(Exercise requirements) Scan the material and copy out each line where the word "query" occurs.

- - -

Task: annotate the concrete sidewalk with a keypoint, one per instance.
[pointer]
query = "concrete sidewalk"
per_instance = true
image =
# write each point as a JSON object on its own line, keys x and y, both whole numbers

- - -

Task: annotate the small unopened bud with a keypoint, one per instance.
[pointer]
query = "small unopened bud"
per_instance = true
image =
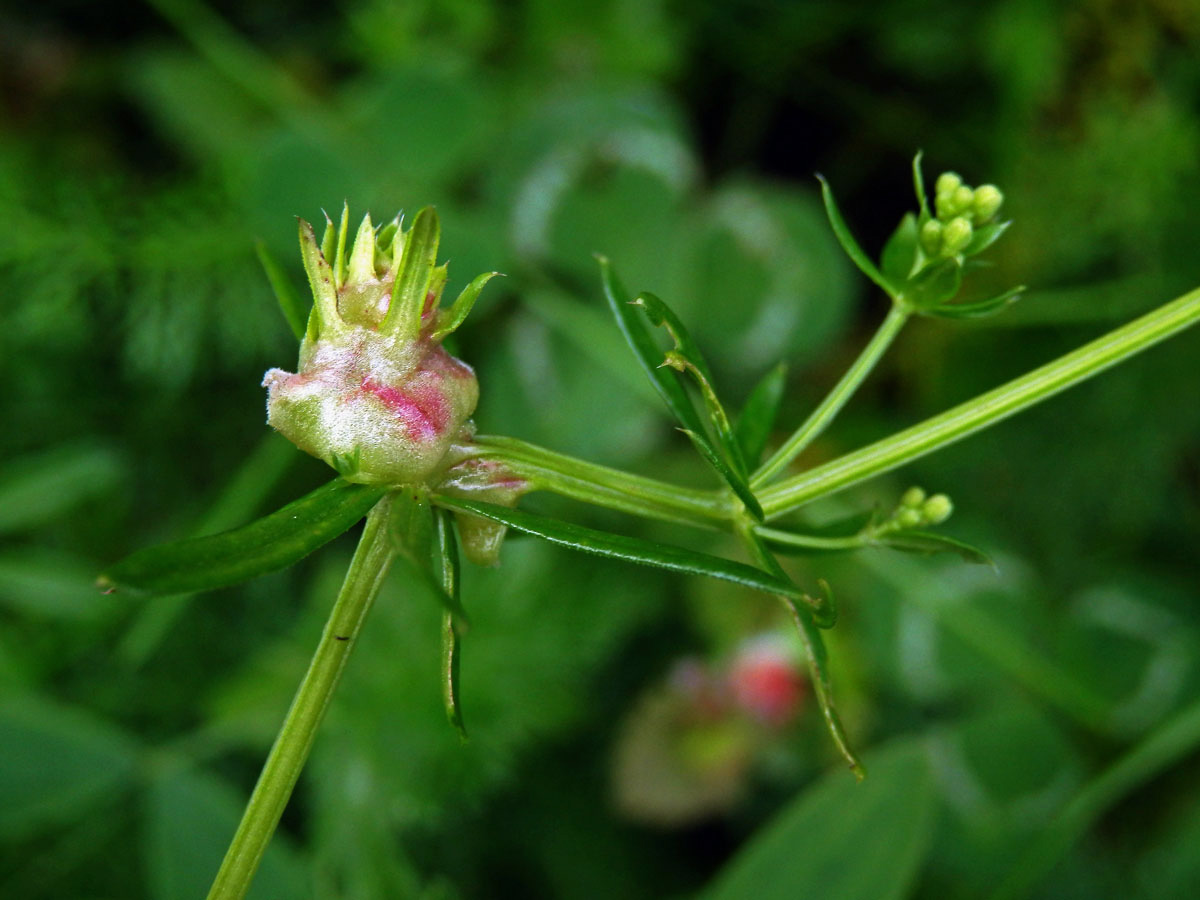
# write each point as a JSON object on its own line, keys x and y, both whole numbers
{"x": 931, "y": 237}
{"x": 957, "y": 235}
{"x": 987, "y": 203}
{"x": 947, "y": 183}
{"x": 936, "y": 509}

- - -

(Solution to the exercise)
query = "concrete sidewalk"
query = "small unopened bud"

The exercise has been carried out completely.